Rewrite the listing below from the line containing "For the woman's" through its end, requests included. Shift every pixel coordinate by adding 59 to each number in the answers.

[Begin Supplied entries]

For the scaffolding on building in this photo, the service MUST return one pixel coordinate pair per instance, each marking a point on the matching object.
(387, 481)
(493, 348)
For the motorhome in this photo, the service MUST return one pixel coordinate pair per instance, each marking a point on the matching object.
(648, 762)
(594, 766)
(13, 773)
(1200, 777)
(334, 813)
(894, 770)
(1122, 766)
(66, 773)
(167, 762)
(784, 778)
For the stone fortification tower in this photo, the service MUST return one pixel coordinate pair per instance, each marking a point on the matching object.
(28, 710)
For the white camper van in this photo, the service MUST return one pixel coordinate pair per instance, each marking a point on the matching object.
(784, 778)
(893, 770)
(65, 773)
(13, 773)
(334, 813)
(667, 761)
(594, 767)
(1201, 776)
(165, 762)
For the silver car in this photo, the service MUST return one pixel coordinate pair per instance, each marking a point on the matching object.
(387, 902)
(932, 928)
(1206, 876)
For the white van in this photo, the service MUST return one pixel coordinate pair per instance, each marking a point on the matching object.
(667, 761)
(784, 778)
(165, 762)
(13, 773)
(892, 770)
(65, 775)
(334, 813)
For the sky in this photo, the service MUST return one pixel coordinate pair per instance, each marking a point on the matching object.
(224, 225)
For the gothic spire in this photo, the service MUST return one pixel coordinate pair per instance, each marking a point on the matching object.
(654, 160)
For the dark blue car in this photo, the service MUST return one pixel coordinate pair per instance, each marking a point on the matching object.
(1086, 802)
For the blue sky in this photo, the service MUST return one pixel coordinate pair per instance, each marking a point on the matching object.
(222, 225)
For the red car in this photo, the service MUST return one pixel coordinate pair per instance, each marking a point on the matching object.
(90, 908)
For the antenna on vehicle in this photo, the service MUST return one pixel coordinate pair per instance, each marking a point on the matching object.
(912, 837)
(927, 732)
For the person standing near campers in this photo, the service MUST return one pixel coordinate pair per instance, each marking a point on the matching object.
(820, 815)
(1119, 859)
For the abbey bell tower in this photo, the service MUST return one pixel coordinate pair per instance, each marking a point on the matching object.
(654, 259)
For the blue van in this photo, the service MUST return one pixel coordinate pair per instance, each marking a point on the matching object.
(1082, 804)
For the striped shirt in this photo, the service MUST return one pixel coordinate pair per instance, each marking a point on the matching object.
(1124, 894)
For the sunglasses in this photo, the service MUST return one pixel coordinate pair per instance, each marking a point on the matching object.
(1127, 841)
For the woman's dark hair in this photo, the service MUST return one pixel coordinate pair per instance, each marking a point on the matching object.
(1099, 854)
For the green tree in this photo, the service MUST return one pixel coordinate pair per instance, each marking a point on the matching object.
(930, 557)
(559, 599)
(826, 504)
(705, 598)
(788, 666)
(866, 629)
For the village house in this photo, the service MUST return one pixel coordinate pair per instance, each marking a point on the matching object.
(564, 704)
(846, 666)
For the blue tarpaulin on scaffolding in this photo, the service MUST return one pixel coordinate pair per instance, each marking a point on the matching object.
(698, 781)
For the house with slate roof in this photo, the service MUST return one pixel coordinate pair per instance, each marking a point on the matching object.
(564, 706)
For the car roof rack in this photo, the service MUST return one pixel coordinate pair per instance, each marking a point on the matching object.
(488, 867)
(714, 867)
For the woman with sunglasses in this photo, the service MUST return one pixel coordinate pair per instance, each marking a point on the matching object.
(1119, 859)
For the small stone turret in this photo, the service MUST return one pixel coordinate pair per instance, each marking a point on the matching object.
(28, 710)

[End Supplied entries]

**In response**
For the woman's dark hair in this photo, the service MUST return one pixel coordinate pair per instance, each marking a point on the matching object.
(1158, 913)
For the green tree in this photo, the service MUST return one pixel coordinate pair per instance, each marking a point on the matching object.
(989, 616)
(618, 658)
(885, 563)
(764, 657)
(847, 725)
(925, 688)
For the village house in this photo, the service MUST return one pixel coordinate pair per instance, each marking a point on the matching object.
(623, 763)
(905, 725)
For the blue tarpaulin on scaffolding in this photo, the service MUST return one pixel coordinate pair per instance, each marking a point on the matching object.
(757, 840)
For the house with slate roof in this photo, the service MUST return one pixel coordinate pair per instance, each marking a point on the matching object.
(623, 765)
For the car roof rack in this photo, the service MUST return one pixel coordinate pair per instance, each marking a point on the matching object.
(547, 926)
(773, 926)
For the woman with sunglasses in this photo, the service MUST return one pixel coordinate pair per instance, each marking a point on the matching object.
(1178, 918)
For the small stone turret in this photo, the service MUST return one pixel coordinate pair per instance, each marking a point on the matching object.
(87, 769)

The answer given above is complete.